**Records**
+++
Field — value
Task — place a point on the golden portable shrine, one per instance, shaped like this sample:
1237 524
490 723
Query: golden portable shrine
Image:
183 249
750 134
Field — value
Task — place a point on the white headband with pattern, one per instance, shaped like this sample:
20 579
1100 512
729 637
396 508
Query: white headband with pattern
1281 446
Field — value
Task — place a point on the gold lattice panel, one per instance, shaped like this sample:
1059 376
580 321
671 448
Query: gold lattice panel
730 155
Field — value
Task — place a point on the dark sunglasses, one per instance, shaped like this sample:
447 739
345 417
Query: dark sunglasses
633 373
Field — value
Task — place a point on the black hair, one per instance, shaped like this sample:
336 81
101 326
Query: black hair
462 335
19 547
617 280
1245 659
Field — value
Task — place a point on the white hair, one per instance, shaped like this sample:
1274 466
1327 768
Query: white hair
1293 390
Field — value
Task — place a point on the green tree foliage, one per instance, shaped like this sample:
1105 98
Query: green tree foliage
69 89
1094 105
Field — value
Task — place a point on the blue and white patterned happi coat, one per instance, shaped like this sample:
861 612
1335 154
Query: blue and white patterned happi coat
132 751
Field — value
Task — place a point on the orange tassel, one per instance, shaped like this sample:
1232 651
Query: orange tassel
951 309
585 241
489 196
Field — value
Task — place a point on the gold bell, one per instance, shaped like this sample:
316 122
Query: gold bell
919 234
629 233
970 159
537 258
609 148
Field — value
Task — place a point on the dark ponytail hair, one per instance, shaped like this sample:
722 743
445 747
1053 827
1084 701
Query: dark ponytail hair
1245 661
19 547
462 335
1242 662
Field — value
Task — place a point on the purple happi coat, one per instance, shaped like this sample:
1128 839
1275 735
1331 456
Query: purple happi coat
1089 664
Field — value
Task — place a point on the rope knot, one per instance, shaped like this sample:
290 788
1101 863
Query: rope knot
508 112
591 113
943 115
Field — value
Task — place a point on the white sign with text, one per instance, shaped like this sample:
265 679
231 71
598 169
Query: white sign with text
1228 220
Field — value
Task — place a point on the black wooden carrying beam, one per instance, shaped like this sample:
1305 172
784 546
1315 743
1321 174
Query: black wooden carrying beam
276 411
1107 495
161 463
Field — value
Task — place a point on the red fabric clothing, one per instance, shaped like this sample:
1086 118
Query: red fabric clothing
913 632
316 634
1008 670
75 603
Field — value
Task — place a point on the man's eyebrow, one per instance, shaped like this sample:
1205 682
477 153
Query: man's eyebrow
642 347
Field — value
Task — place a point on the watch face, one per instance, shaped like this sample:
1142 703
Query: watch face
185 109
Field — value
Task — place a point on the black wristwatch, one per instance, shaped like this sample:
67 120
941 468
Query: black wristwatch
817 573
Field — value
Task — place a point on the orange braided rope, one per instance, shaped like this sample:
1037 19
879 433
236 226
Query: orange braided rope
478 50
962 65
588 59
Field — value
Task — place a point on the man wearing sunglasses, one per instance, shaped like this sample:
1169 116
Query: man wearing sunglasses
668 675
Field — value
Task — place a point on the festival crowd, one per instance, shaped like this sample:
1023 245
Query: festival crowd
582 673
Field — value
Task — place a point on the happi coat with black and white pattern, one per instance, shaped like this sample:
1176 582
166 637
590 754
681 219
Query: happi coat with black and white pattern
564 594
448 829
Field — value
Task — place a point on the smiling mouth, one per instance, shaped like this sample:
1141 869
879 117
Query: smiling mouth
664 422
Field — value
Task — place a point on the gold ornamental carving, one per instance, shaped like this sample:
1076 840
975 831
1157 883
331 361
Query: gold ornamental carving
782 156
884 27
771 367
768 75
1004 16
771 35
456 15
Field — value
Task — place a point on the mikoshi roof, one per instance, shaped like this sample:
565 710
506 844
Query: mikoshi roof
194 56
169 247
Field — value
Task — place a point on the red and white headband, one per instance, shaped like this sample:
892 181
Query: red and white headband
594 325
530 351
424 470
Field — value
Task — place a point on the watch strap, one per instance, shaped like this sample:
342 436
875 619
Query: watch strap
+++
**Given exercise**
Count the lines above that contain the string "orange", treating uppercase and lowercase as different, and reply with that number alone.

**In response**
4